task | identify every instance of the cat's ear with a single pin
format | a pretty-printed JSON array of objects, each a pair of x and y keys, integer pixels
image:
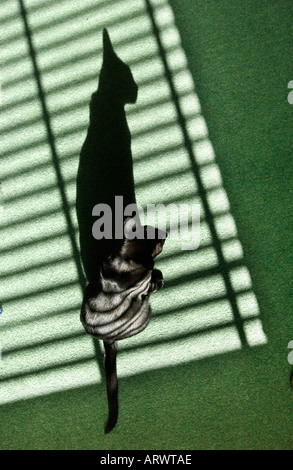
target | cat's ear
[{"x": 108, "y": 51}]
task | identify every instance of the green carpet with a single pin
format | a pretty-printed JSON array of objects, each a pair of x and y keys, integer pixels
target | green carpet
[{"x": 211, "y": 370}]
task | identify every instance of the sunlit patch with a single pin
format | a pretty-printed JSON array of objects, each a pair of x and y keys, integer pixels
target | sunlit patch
[{"x": 207, "y": 306}]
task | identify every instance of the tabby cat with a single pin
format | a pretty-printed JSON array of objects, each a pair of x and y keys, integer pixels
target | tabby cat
[{"x": 120, "y": 271}]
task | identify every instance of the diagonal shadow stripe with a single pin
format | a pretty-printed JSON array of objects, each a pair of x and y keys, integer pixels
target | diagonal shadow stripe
[
  {"x": 196, "y": 173},
  {"x": 55, "y": 161}
]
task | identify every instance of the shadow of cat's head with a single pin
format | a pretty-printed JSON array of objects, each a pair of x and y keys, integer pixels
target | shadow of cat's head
[{"x": 116, "y": 77}]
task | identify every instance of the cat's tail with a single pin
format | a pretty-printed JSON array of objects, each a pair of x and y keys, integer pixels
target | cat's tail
[{"x": 112, "y": 384}]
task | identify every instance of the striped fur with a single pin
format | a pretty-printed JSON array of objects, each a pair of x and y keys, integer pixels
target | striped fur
[{"x": 116, "y": 304}]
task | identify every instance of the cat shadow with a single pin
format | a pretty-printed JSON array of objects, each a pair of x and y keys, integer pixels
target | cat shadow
[{"x": 105, "y": 165}]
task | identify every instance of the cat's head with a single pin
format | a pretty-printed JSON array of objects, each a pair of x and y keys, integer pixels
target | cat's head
[
  {"x": 146, "y": 244},
  {"x": 116, "y": 76}
]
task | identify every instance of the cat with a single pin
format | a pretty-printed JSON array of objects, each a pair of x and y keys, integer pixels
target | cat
[{"x": 120, "y": 272}]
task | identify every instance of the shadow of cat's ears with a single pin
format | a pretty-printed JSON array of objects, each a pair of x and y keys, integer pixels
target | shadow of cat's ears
[{"x": 107, "y": 44}]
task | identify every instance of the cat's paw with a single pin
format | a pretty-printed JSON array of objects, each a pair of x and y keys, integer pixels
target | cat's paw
[{"x": 157, "y": 281}]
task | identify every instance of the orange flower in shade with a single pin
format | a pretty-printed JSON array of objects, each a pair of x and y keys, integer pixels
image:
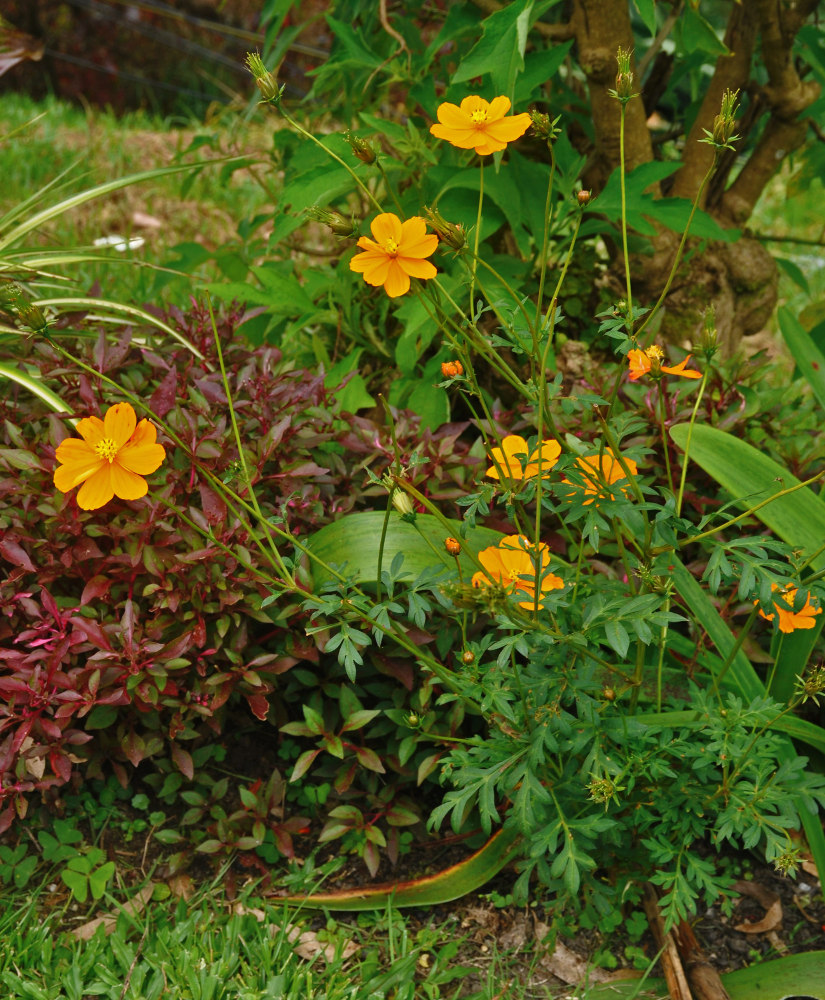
++++++++
• Aim of the exercise:
Please output the entire listing above verbatim and omit its images.

• Solution to the problem:
task | identify every instance of the cat's ear with a single pin
format | a pretty-printed JSON array of objects, each a pair of x and y keys, integer pixels
image:
target | cat's ear
[{"x": 108, "y": 51}]
task | identify every instance of the green carpet with a single pin
format | a pretty-printed JSON array of objects, each a pair of x and y keys, integer pixels
target | green carpet
[{"x": 211, "y": 370}]
task | identify every instance of the sunlit patch with a single pin
format | a pretty-printed JSON array of objects, each a pair of x and y keys, integer pixels
target | sunlit patch
[{"x": 207, "y": 306}]
task | identify every instance of the tabby cat with a single pin
format | a pretty-printed JSON array of objects, each a pair of x and y keys, integer pixels
target | tabby cat
[{"x": 120, "y": 271}]
task | identify every instance of the diagonal shadow stripe with a single pin
format | a pretty-printed JSON array of objects, each a pair of x and y keys, integer pixels
target | diagonal shadow stripe
[
  {"x": 196, "y": 173},
  {"x": 55, "y": 161}
]
task | identify every instance of the shadow of cat's head with a single pin
format | a pretty-printed JSON array of objects, each a pair of x and y keys, integer pixels
target | shadow of cat's head
[{"x": 116, "y": 77}]
task | identify every instance of the cat's tail with a single pin
format | a pretty-printed JSON array of objects, each a pair of x and y keys, integer pixels
target | cat's tail
[{"x": 112, "y": 384}]
task | identify every instance of the striped fur with a single pin
format | a pretty-printed JSON array of objects, each a pair of x and y keys, integer pixels
target | striped fur
[{"x": 116, "y": 304}]
task | identify every instance of the cat shadow with a single pin
format | a pretty-printed JSON array of objects, each a pair of x and y keys, integer pixels
target | cat shadow
[{"x": 105, "y": 165}]
task | identify every instance of the cat's head with a single pin
format | a pretty-printed JSON array of objects, each a pair of x and y keys, integer pixels
target | cat's head
[
  {"x": 146, "y": 244},
  {"x": 116, "y": 76}
]
task | identify every instance of the cat with a single pin
format | a pretty-printed JSON array of objects, each a pair of x and y keys, integer pixels
target | cat
[{"x": 120, "y": 272}]
task | identify every instance of the shadow of cat's ears with a single pin
format | a pretty-printed JSON array of objects, each a pair of x and y keys, integer pixels
target | shadow of cat's ears
[{"x": 107, "y": 44}]
task | identify every instance of the cat's paw with a single pin
format | a pretty-printed JSON array of objects, each a pair of x and y keys, integer pixels
target | cat's paw
[{"x": 157, "y": 281}]
task | identify every instance of the orange flower in shade with a single pin
format | a pretty-printed JSON array of objects, each a pair of x and y keys, integer pixels
image:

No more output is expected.